── Records to use ──

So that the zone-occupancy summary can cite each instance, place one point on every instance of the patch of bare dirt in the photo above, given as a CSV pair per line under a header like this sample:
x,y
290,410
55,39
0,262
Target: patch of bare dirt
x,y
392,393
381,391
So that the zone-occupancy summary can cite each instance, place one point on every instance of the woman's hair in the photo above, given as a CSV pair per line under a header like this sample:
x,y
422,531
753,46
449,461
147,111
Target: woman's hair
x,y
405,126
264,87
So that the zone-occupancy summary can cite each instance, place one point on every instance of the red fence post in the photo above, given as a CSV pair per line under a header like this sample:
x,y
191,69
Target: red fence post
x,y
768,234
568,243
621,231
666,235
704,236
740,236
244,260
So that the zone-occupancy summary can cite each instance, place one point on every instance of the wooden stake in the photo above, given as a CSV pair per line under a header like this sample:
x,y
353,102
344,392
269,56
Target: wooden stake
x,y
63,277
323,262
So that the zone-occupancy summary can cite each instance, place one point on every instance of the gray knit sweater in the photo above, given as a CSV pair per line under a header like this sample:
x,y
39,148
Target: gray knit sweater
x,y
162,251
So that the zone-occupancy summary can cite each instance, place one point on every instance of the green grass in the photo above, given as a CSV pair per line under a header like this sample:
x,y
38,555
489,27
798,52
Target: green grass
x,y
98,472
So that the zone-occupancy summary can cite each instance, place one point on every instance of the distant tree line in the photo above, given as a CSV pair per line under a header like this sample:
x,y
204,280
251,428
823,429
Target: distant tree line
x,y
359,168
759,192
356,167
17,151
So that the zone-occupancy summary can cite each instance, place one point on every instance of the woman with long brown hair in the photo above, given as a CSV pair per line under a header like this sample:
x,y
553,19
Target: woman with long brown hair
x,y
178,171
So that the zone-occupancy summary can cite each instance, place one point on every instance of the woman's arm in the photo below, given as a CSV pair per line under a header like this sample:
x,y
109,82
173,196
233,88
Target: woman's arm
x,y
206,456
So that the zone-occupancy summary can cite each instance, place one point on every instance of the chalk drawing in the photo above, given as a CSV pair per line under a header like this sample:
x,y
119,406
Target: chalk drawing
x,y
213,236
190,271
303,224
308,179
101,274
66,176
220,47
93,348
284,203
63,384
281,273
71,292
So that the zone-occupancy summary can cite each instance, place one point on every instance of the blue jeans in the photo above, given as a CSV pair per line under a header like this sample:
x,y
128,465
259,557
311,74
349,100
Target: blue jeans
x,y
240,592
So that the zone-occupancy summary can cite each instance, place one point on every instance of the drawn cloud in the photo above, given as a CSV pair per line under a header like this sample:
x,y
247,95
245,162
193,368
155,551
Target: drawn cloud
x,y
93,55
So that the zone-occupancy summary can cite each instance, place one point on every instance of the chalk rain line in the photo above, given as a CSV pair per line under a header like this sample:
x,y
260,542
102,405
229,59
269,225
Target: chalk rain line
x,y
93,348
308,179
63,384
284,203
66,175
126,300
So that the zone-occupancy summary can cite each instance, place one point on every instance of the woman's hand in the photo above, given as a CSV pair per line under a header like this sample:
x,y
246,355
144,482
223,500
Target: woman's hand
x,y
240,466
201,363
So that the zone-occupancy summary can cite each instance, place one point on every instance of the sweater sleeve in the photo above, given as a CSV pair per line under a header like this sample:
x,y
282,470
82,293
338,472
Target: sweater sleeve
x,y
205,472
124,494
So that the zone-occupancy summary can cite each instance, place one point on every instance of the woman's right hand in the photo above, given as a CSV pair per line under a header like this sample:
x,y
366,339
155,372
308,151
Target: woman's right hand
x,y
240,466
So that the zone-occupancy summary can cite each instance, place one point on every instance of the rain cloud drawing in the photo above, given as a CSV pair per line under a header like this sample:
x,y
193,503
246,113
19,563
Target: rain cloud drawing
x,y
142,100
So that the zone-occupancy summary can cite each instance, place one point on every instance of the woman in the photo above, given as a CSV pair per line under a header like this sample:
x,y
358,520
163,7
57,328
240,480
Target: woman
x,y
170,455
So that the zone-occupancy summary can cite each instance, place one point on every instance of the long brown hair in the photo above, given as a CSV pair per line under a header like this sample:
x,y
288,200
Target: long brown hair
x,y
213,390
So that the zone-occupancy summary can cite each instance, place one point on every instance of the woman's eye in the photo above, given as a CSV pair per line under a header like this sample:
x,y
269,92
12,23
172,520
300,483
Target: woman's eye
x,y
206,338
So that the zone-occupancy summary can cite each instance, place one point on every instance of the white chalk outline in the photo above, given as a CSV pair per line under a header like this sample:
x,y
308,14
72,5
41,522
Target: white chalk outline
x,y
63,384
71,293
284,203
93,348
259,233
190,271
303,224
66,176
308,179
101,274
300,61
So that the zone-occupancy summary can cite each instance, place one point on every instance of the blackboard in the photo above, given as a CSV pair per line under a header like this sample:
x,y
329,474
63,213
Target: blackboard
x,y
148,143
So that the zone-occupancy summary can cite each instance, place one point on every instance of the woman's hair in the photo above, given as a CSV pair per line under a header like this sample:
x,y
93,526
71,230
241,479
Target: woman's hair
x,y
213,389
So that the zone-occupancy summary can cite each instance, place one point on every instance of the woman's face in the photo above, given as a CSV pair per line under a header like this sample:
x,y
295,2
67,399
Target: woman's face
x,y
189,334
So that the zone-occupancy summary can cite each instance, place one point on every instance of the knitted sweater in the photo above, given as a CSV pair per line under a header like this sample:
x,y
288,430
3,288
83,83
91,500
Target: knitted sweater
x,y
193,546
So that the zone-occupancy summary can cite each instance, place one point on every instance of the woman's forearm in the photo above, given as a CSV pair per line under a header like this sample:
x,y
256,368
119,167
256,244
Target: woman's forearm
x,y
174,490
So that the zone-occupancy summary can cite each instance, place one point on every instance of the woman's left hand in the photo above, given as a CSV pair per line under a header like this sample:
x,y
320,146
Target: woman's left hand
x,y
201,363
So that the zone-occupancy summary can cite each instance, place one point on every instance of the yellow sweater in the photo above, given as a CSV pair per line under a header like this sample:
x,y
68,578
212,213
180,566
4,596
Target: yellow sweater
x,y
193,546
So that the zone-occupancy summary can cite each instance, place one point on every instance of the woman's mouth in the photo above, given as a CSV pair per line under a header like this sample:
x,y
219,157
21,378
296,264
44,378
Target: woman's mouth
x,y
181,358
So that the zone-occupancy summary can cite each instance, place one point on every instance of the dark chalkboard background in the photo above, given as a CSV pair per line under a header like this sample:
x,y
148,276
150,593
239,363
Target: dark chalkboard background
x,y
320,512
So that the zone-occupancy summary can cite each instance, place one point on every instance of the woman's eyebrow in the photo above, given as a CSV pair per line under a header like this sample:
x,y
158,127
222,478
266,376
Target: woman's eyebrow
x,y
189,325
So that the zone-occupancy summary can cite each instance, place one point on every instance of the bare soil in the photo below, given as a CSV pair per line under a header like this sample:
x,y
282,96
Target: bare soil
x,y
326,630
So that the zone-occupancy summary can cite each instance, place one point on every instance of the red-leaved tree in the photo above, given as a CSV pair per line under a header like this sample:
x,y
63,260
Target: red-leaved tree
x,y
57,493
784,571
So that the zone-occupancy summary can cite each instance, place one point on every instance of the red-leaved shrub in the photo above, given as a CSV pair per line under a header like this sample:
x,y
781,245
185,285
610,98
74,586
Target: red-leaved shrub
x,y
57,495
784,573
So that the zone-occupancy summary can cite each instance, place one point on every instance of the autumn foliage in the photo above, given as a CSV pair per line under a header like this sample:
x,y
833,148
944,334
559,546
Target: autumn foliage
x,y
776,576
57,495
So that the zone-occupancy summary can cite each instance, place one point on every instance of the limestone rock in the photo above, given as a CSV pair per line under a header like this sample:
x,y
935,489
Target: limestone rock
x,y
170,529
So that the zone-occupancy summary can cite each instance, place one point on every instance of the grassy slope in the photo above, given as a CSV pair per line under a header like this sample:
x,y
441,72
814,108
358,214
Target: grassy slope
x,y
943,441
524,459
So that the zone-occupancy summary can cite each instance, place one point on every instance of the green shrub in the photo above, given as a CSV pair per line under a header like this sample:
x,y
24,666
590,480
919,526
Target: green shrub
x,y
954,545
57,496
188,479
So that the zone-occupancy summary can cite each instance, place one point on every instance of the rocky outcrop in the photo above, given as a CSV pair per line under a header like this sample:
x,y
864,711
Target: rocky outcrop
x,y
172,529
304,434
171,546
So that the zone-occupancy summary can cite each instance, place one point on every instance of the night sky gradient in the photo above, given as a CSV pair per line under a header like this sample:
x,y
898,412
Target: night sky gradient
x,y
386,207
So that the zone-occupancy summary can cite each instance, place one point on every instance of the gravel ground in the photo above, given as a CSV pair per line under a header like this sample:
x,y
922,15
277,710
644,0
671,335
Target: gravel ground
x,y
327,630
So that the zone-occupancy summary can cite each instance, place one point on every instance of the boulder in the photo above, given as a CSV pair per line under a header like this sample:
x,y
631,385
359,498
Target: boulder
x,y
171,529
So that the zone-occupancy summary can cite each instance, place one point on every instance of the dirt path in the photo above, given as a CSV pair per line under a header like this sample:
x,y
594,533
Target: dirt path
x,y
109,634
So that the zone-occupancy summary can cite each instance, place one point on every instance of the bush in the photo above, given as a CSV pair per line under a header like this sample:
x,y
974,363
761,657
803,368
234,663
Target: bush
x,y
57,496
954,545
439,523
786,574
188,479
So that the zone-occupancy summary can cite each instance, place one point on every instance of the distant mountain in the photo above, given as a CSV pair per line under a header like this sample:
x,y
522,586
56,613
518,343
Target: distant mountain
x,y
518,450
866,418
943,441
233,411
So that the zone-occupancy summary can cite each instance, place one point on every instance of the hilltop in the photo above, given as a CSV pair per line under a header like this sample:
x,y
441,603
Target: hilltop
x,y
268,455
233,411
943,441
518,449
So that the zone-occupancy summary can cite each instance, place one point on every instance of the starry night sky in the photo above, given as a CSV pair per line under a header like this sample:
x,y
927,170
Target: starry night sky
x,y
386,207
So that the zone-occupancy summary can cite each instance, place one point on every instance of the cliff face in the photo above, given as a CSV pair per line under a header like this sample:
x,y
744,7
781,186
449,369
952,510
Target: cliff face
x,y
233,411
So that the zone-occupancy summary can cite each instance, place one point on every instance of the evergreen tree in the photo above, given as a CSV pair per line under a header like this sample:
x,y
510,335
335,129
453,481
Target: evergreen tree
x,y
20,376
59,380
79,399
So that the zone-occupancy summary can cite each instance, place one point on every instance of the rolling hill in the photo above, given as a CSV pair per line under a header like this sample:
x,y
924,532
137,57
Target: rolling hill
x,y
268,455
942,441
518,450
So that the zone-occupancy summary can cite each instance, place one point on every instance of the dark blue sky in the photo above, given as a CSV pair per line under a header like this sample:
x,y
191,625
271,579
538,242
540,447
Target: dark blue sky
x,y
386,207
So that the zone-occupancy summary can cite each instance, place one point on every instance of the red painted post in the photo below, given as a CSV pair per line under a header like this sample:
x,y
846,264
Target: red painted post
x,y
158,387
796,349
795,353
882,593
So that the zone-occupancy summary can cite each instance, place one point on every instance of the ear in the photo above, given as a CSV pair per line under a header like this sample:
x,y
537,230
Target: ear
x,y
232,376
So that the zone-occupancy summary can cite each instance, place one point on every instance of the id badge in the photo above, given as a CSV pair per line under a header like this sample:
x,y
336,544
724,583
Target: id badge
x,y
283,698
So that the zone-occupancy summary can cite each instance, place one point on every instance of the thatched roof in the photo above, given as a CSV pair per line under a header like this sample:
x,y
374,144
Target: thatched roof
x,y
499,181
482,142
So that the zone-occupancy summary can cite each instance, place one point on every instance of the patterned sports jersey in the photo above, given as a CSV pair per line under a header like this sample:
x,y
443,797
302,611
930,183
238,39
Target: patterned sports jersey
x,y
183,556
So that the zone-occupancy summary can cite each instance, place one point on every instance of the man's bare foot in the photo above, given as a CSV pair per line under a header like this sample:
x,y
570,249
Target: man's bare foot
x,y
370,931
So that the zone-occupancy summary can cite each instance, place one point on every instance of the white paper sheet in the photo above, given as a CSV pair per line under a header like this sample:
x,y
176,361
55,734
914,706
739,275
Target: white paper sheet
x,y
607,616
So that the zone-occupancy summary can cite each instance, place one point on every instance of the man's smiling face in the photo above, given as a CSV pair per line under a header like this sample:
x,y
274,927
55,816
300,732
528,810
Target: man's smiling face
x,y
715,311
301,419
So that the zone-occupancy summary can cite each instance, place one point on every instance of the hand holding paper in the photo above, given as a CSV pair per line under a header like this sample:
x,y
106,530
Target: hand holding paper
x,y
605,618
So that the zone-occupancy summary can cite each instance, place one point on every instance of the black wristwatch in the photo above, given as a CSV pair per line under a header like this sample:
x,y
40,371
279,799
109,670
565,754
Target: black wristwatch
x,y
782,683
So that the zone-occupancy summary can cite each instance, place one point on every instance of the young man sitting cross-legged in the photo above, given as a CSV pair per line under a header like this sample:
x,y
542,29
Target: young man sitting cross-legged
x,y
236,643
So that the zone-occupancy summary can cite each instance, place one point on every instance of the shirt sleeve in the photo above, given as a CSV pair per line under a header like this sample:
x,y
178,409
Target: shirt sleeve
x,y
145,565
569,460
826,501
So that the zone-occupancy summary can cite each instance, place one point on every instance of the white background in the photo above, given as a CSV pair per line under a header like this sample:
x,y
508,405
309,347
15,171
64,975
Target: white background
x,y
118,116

───

Exercise goal: All lines from the one with "the white paper" through the final line above are to be quoted exactly; quote no other line.

The response:
So that the zone-occupancy summary can cite each instance, place one point on every instance of the white paper sheet in the photo above, given as a CSV pair per line under a header like this sample:
x,y
176,361
55,734
914,706
739,275
Target: white paper sheet
x,y
607,616
So that the zone-occupancy summary can cite each instance, place one point on every instance of the man's smiling face in the photo above, given as a CSV pair per line under a header like this sample:
x,y
274,927
55,816
300,732
528,810
Target: man's smiling face
x,y
715,311
301,419
So that the zone-occupancy summary can cite each instance, place one point on every instance of the hand holding paper in the photo above, given as a CSV pair per line under a header like this sample:
x,y
106,530
Target: hand holding paper
x,y
605,618
So that the zone-occupancy summary can cite each instance, place one point on every instance of the black wristwatch in the photo above, given as a CSV pair per line under a header like this sample:
x,y
40,371
279,799
109,670
565,754
Target: black wristwatch
x,y
782,683
So that the zone-occupancy summary can cite each instance, place one point on every instance of the young man sitting cross-legged in the photo above, given as a CSV pair per line under a header like this sample:
x,y
542,29
Target: young man sitting cross-legged
x,y
236,643
So that the zone-occupancy summary can cite each instance, place one point on every instance of the shirt sleeve in the photo above, given as a CSV pair per line under a header like this sample:
x,y
178,409
Target: shirt sleeve
x,y
145,565
569,460
826,501
So that the zone-occupancy summary can cite each instance, place one point on every instance of the white background in the photo above, given as a CSV pair per line under a header like this sample:
x,y
508,405
309,347
15,171
64,975
Target: white background
x,y
118,116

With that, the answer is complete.